-------- INFORMATION SUPPLIED --------
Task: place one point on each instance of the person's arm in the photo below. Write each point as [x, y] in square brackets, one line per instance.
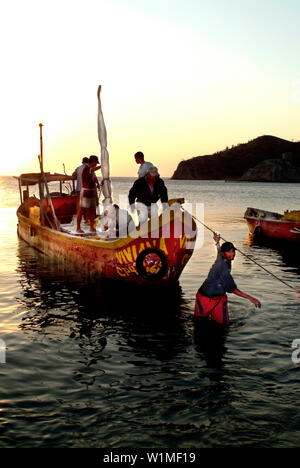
[132, 195]
[163, 192]
[217, 241]
[246, 296]
[93, 169]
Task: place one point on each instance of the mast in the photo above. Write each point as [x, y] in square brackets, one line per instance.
[106, 184]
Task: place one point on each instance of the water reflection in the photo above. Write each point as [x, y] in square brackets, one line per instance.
[210, 338]
[287, 253]
[61, 304]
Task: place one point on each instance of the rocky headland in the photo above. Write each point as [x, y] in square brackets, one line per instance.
[264, 159]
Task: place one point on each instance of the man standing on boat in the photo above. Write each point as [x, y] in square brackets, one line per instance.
[146, 191]
[211, 298]
[144, 165]
[88, 194]
[77, 174]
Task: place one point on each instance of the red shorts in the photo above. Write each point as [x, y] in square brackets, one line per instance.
[216, 307]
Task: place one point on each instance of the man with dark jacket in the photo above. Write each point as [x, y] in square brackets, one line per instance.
[147, 191]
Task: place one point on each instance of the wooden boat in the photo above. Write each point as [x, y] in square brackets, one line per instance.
[146, 256]
[262, 223]
[154, 253]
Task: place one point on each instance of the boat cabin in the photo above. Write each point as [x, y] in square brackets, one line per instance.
[60, 205]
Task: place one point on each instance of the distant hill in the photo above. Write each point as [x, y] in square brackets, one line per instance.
[265, 159]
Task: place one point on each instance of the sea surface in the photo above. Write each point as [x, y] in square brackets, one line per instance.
[103, 365]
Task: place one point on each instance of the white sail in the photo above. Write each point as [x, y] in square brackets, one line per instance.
[106, 185]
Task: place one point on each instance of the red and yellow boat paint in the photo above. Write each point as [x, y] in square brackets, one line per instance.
[144, 257]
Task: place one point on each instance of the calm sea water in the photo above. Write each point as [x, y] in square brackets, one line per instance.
[96, 365]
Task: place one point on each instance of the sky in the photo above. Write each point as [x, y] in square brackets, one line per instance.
[179, 79]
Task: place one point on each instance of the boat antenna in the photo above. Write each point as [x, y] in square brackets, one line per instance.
[250, 258]
[41, 156]
[41, 161]
[102, 135]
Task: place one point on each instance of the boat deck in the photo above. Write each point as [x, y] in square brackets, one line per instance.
[70, 228]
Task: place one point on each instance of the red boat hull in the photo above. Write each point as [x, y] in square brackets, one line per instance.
[128, 259]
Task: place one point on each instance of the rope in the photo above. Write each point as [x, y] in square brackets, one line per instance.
[249, 258]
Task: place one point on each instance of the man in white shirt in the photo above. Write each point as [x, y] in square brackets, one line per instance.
[78, 173]
[144, 165]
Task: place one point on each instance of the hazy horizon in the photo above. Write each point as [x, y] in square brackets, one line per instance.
[179, 79]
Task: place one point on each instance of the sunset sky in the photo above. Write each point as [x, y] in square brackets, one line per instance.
[180, 78]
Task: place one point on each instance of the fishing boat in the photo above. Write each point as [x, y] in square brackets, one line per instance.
[154, 252]
[268, 224]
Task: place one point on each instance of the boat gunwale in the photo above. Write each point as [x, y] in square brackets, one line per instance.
[101, 243]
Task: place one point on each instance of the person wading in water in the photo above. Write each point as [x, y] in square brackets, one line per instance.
[211, 298]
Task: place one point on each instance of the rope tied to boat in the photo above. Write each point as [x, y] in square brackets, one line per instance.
[250, 258]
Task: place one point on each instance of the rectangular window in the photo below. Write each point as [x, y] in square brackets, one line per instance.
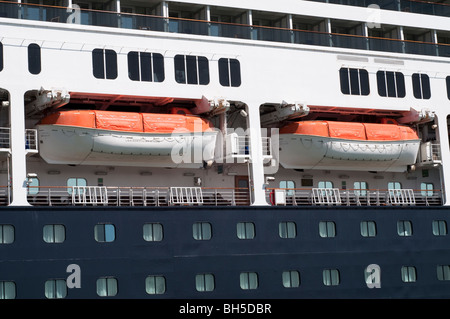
--------
Every line of the material must be reproduced verbatim; the pictures are to be omitted.

Task: place one point on each instance of the person's arm in the photo below. Write each point as [x, y] in square brackets, one line per instance.
[132, 195]
[163, 192]
[217, 241]
[246, 296]
[93, 169]
Task: place one point on each instance of the mast in the photo above. Write each point as [x, y] in square brackets, one line per instance.
[106, 184]
Task: place one point on each instance of the water reflection in the photo above. Write each point as [x, y] in square brackets, one line per instance.
[210, 338]
[287, 253]
[61, 304]
Task: place one point on each instance of the rocky headland in the photo above. Write each point as [x, y] in square brackets, one line per instance.
[264, 159]
Task: place one point on each instance of the man standing on boat in the photo above. Write each point as [x, y] in square brackets, one line per instance.
[146, 191]
[211, 298]
[144, 165]
[88, 194]
[77, 174]
Task: place one point on each instance of the red shorts in the photo above. Write each point as [x, y] in square brackets, one line per instance.
[216, 307]
Task: place one point on each instance of the man with dark jacket in the photo above. Write each point as [x, y] in square brackets, one line per instance.
[147, 191]
Task: place one point on each instance of the wooden boat in the photo above. Write each point as [x, y] in square brackets, one line per instance.
[146, 256]
[262, 223]
[154, 253]
Task: place one point on each instance of the boat cabin in the photo above. Write each point as [x, y] in square brackets, one line per instance.
[60, 205]
Task: place one point on each instance of the distant hill in the photo above. Write each point as [x, y] in square brackets, one line per instance.
[265, 159]
Task: place one point on each instance of the sea surface in the photo above. Write each point as [x, y] in square brackets, one line per instance.
[103, 365]
Task: place one point on each instance of the white sail in the photo above. Write each point as [x, y] in square brackets, one line per instance.
[106, 185]
Task: place one point on each instance of the red and yellow boat paint in the photo above. Write each point as [x, y] in square brackets, one line per instance.
[144, 257]
Task: place one point on each instance of the calm sea water in the photo above. Write each point as [x, y] in square brackets, one line per instance.
[96, 365]
Task: place one point on each instance of the sky in the photo above. Write each point as [x, y] in square brackets, one line per instance.
[179, 79]
Task: place one point on each instance of the boat antenna in the photo above. Write each point as [x, y] in square brackets, one line per instance.
[250, 258]
[41, 156]
[41, 161]
[102, 135]
Task: place one point on each instance of the boat deck in the photo above. Write each point as [x, y] in square brackets, one line per instance.
[70, 228]
Task: place one point on each instance of the red boat hull in the photo above. Write each point as [x, y] in square brackets, one line per instance.
[128, 259]
Task: place one point on each instance of the rope in the photo above. Write each point as [x, y] in square brackets, one line per instance.
[249, 258]
Task: place one point on each instance of the man in white shirt in the photo above. Write each point as [x, y] in square brackets, one line per instance.
[78, 173]
[144, 165]
Task: place one point on each instance of the hazy horizon in the photo above. Write each point as [x, y] in square brackets, one line per instance.
[179, 79]
Task: place one point on each instance of the sunset sky in the photo above. Write each point as [x, y] in square brackets, one line per instance.
[180, 78]
Task: place one point on each instance of the fishing boat in the photo above. Write each point as [x, y] in square brackets, one line per instance.
[154, 252]
[268, 224]
Task: place one point on each instance of the boat gunwale in the photo above. Write each point as [x, y] in square brackets, one line per instance.
[101, 243]
Task: place one point on each instance of the person wading in water in the photo above. Write each point as [x, y] in square brackets, one line per instance.
[211, 298]
Task: place one point on each instance of the rope tied to boat in the photo above. Write each point as [x, y] in square brackets, one line per instance.
[250, 258]
Task: place one point on each instance of the rectangular window in the photo below. Write each point as [x, y] in square brackets, one line per instance.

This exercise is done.